To be done -> Copy every item below word for word, leaving out the pictures.

Stored data ->
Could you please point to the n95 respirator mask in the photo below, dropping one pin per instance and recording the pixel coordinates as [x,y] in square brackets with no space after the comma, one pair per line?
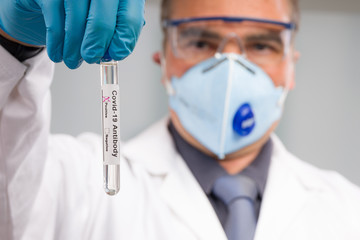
[226,102]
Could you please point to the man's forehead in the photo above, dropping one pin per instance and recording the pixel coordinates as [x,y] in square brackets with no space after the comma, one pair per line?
[267,9]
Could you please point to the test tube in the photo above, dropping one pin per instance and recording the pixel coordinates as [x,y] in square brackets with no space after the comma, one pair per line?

Reply to the task ->
Could you please point to the n95 respirator mask in the photo below, dropping one pin per instance and recording the pixel coordinates as [x,y] in square brackets with no space after the comma, one pair per line?
[226,102]
Could you please point to the man's forehead in the photo above, dropping one pin per instance and recording the pixel coordinates as [x,y] in square brackets with no space after the comma, one pair per line?
[267,9]
Could you please point to the test tube in the photo above, dropping one pin per instance and recording the pixel coordinates as [x,y] in square brackets with no space after the comma, one pair per line?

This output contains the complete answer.